** Opening TEXT SHOWN block **

The decision to send medical volunteers to work in these conditions was a difficult one. It would have been so much simpler just to raise the money and dispatch equipment. British passport-holders are still kidnap targets in Lebanon, and those who work in the camps are of course exposed to the possibility of a violent death at any moment, and to starvation through military blockade. I remember the board meeting of May 1985, when the news broke of the first ‘camp war’. There were nine votes against my going back to the camps and two in favour – from the vice-chairman of the charity and myself. To this day, I have difficulty in understanding why volunteers keep coming forward. A staff-nurse and midwife, enlisted to deal with volunteers, went out with me in the first British team of 1985 – and she herself narrowly escaped death when a bullet passed two inches from her head. Meanwhile a Norwegian colleague had his elbow shot off. In July 1987 I was returning with a new team of volunteers when the manager of a Cyprus hotel recognised me and shook his head: ‘Doctor, you are not going back to Lebanon, are you? You are a big criminal. You know they are all crazy in Lebanon.’ ‘I know that,’ I said. ‘But we are crazy too.’

Behind all this irrational risk-taking lies a truth that may only be apparent to those who have been there. Most of us are driven to desperation by the sufferings of the people in Lebanon. This is why we keep going back, often under very difficult and dangerous circumstances. Other medically-qualified people who haven’t been there before insist on coming along with us, sometimes offering even to pay their own expenses. The response among laymen, too, has been remarkable. I once received fifty pounds from an Englishman who had never met a Palestinian in his life: that fifty pounds represented his entire dole money for two weeks. I would be a real criminal if I tried to stifle that kind of generosity.

At the beginning of last year the camps were again under siege. Bullets had left many dead or maimed. Rats, surviving on unattended garbage, were being eaten in their turn by starving women and children. When all the grass, dogs and cats were eaten up, women left the camps to buy food and were sniped at. Trapped in Haifa Hospital in Bourj al Barajneh were 40 Palestinian medical staff, doctors and nurses, and four foreign medical volunteers – doing the impossible job of looking after the sick and injured without medicine, water or electricity. Pauline Cutting was among the volunteers and it was thanks to her that the rest of the world discovered what was going on. For me it brought back the horrors of 1982 when Sabra and Chatila were surrounded by tanks, and there was no escape. We called for help, but hundreds had lost their lives by the time help came. It was only when I was taken out of Gaza Hospital with the rest of the foreign medical team that I learnt the painful truth: while we were spending hours and hours trying to save a handful of lives, hundreds of defenceless women, old men and children were being slaughtered outside. Some of us who survived the horrors of 1982 returned to Britain to launch Medical Aid for Palestinians. Meanwhile the Palestinians in the refugee camps of Lebanon once again started rebuilding their shattered homes. But before the war wounds of 1982 were allowed to heal, new ones were inflicted. Between 1985 and 1987, the camps of Sabra, Chatila and Bourj al Barajneh were attacked and besieged four times. A more striking way of putting it would be to say that for the past two years, there were only two months when the camps were not under fire.

In 1987, at the height of the siege, the people of Chatila were granted religious permission to eat corpses if the only alternative was starvation. If we die this way,’ they told the world, ‘let it go down in human history that the conscience of the 20th century has allowed this to happen.’ Moreover, each of the families provided one able-bodied member who would of his own free will starve to death so that whatever food was left could be given to the wounded and the women and children.

** Closing TEXT SHOWN block **
** Opening DATA LISTING block **

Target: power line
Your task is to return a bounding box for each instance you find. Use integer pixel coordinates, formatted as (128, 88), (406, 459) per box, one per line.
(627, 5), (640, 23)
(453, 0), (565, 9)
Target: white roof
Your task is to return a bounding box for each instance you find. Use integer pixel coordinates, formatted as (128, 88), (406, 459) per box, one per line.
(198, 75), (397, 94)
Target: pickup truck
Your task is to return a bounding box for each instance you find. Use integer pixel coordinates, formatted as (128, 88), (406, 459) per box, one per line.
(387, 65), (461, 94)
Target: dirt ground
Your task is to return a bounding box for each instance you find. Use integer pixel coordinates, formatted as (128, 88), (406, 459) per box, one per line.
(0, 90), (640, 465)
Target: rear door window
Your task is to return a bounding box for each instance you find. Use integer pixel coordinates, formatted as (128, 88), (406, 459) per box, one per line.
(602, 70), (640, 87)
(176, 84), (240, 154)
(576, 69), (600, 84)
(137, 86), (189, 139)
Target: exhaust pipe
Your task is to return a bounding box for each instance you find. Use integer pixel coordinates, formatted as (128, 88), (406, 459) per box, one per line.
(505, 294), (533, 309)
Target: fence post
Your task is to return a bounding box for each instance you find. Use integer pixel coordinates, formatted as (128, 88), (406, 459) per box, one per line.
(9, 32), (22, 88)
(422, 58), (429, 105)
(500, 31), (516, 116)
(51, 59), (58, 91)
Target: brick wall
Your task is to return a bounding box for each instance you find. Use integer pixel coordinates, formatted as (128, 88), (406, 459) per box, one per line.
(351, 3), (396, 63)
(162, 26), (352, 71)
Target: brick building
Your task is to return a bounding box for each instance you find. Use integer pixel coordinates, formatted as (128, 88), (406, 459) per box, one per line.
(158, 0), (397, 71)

** Closing DATA LISTING block **

PROBLEMS TO SOLVE
1. In the account of the Lebanon camps, replace "remarkable" with "extraordinary" in the passage that begins at the words "Behind all this" and stops after "kind of generosity.".
2. Name every refugee camp mentioned in the account of the Lebanon camps.
These entries have no connection to the account of the Lebanon camps.

ANSWERS TO THIS EXERCISE
1.
Behind all this irrational risk-taking lies a truth that may only be apparent to those who have been there. Most of us are driven to desperation by the sufferings of the people in Lebanon. This is why we keep going back, often under very difficult and dangerous circumstances. Other medically-qualified people who haven’t been there before insist on coming along with us, sometimes offering even to pay their own expenses. The response among laymen, too, has been extraordinary. I once received fifty pounds from an Englishman who had never met a Palestinian in his life: that fifty pounds represented his entire dole money for two weeks. I would be a real criminal if I tried to stifle that kind of generosity.

2. Sabra, Chatila, Bourj al Barajneh